Records from a data source:
%%

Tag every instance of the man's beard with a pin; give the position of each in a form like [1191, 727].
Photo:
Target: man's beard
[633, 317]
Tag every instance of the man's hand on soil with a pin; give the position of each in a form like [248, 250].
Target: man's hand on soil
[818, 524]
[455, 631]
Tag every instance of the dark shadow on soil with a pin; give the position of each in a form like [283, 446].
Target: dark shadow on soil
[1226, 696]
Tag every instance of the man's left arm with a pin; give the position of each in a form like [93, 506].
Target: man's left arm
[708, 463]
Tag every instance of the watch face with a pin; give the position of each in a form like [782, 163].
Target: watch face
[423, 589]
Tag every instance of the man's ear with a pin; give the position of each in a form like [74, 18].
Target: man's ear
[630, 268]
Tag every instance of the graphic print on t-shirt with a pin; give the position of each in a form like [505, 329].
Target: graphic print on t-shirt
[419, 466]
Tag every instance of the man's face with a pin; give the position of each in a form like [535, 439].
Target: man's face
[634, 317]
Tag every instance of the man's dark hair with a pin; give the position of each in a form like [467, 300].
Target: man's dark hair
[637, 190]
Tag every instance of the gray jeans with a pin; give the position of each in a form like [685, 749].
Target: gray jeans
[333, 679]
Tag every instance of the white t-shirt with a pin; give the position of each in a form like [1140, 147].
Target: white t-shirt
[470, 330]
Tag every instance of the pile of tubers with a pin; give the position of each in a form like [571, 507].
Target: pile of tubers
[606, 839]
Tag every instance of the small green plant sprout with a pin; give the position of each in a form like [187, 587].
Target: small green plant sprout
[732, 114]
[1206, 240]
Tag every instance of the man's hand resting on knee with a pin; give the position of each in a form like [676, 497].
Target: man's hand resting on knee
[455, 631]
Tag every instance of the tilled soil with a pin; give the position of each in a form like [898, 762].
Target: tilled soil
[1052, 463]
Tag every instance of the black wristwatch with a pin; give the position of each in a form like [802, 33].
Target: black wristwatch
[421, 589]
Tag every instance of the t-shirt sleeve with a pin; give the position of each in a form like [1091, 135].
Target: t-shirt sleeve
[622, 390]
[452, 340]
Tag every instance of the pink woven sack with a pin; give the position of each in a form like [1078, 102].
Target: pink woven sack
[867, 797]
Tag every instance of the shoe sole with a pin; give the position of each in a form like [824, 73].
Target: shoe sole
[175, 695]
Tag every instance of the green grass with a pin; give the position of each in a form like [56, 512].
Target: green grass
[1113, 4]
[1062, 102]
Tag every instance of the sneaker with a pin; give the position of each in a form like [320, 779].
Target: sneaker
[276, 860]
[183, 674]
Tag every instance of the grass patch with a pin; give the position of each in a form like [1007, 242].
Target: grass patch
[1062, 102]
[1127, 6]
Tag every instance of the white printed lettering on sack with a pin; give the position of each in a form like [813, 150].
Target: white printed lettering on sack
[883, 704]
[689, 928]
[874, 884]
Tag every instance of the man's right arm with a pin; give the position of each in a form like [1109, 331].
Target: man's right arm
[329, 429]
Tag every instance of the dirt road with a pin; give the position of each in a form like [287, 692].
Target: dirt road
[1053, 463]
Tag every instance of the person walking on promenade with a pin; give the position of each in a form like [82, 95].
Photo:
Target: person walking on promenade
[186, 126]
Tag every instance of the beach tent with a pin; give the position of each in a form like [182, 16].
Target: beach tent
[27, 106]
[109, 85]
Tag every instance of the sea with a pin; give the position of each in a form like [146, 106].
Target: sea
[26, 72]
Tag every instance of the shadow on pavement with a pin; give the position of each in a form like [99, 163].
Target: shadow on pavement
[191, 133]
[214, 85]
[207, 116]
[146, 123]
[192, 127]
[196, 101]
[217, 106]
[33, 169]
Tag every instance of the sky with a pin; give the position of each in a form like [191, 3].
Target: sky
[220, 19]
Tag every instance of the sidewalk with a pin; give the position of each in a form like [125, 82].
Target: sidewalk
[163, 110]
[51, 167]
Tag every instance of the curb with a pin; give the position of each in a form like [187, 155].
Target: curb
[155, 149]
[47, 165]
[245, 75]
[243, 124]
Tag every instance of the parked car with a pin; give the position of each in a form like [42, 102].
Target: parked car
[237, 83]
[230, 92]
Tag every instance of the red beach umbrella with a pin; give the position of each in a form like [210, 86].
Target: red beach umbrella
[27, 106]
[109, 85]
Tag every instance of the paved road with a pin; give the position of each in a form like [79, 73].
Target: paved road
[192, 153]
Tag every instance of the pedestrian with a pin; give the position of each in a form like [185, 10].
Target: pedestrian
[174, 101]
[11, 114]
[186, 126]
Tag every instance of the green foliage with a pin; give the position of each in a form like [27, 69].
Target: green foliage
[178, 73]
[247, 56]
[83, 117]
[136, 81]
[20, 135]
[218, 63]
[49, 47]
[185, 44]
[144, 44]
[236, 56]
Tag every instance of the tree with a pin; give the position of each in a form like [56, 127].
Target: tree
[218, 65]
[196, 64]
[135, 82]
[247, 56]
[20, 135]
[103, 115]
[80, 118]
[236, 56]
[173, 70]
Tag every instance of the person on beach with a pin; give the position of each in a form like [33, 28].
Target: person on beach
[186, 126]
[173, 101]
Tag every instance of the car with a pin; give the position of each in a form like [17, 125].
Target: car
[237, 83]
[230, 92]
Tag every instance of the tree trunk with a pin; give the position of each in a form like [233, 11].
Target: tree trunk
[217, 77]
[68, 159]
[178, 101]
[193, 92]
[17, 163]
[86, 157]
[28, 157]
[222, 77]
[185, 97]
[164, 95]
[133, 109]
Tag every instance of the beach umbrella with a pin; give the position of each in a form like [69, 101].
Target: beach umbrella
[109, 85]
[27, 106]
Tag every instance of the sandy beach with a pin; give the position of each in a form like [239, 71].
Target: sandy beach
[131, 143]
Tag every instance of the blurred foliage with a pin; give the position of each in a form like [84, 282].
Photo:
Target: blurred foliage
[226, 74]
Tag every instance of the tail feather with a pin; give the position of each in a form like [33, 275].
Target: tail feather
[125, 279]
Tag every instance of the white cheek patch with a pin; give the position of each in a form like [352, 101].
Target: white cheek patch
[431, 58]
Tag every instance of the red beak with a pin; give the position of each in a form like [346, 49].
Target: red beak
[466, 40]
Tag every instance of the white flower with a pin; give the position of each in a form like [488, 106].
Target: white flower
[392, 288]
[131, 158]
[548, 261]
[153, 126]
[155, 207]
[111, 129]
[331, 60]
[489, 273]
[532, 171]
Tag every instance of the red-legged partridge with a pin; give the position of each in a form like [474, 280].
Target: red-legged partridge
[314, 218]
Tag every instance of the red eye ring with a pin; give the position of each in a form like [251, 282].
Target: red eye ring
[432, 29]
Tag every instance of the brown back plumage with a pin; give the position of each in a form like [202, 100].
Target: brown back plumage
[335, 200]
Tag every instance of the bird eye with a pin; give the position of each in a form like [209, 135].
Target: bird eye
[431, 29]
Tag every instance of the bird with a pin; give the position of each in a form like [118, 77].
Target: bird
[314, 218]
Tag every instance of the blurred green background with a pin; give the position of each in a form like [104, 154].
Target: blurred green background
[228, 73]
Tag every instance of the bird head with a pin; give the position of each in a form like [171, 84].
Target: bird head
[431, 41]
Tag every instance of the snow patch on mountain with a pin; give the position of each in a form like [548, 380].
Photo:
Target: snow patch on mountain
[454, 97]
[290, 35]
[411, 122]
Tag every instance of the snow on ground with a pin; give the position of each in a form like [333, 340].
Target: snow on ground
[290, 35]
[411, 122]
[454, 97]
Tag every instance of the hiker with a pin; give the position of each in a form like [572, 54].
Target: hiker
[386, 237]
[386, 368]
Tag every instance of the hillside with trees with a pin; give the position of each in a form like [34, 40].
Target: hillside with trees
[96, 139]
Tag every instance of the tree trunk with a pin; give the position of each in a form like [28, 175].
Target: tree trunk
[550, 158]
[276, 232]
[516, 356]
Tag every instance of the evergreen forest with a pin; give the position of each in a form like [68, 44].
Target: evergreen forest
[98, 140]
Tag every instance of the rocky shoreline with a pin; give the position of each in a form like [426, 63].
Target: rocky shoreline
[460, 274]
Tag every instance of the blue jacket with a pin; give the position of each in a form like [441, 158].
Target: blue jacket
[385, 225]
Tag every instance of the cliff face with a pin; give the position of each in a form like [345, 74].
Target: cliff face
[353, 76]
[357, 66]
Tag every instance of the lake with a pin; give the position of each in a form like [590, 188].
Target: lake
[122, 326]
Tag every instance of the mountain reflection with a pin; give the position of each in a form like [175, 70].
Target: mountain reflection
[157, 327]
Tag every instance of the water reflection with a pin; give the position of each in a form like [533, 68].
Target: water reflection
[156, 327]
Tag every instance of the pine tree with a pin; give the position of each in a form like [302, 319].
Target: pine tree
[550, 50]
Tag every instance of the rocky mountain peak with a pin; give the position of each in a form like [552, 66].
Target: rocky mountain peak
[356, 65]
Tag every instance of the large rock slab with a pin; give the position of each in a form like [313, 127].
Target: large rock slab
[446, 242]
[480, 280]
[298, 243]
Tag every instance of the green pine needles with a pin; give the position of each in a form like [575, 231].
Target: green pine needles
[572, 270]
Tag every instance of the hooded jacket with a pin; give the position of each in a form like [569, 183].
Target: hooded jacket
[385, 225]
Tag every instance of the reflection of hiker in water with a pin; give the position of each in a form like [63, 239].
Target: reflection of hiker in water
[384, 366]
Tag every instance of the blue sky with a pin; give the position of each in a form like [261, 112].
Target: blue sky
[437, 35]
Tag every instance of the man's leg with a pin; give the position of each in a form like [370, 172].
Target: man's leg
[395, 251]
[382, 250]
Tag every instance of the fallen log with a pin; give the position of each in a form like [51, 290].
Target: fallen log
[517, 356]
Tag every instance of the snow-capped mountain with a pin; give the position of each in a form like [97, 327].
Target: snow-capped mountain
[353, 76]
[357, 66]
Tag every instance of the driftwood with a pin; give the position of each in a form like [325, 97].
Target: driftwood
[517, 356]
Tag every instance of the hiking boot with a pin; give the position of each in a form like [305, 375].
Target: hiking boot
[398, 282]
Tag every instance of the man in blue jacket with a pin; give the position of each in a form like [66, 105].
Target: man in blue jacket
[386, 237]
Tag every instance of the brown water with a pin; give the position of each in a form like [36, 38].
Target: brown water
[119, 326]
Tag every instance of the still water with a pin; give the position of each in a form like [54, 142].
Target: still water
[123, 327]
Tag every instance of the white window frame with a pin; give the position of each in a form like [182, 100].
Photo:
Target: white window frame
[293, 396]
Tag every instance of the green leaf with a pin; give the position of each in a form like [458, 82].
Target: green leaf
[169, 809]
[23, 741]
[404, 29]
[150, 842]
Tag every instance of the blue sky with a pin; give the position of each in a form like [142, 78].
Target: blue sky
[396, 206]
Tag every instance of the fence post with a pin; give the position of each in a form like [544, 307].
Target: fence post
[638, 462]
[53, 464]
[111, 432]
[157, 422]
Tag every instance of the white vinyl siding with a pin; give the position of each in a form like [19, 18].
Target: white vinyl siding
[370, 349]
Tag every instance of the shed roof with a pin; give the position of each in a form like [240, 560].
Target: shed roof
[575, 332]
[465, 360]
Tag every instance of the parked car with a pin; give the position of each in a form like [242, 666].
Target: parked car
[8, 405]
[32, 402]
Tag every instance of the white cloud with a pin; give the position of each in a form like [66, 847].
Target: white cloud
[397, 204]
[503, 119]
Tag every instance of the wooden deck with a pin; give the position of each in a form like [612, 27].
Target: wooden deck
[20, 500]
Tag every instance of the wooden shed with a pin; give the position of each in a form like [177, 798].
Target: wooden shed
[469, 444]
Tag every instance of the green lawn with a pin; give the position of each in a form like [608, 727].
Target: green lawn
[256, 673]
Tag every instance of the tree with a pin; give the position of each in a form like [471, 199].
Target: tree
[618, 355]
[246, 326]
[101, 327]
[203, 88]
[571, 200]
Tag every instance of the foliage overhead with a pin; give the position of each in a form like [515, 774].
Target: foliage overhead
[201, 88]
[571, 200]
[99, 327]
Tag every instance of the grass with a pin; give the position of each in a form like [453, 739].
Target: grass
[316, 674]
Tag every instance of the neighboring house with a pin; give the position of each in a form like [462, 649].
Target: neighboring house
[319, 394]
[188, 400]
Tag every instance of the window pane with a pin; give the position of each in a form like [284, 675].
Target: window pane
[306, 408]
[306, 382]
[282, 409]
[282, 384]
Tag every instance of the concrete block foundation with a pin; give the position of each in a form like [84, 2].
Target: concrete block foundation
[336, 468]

%%

Taking the records from the top, repeat each line exactly until you have repeated the line that contains "Tag every instance of the man's ear".

▶ [EXPECTED ANSWER]:
Tag every instance of the man's beard with a pin; give the position of each in a form like [1191, 727].
Photo:
Target: man's beard
[633, 317]
Tag every instance of the man's hand on soil with a pin; give the position of each in a form like [248, 250].
Target: man's hand on soil
[818, 524]
[455, 631]
Tag every instance of the dark shadow on soil with a pin; give the position of each in a form like [283, 446].
Target: dark shadow on soil
[1226, 696]
Tag every instance of the man's left arm with a pin; give the position of each in a form like [93, 506].
Target: man's left arm
[708, 463]
Tag every instance of the watch face with a pin; give the position of each in a form like [782, 163].
Target: watch face
[423, 589]
Tag every instance of the man's ear with a pin; give the position of each in a form like [74, 18].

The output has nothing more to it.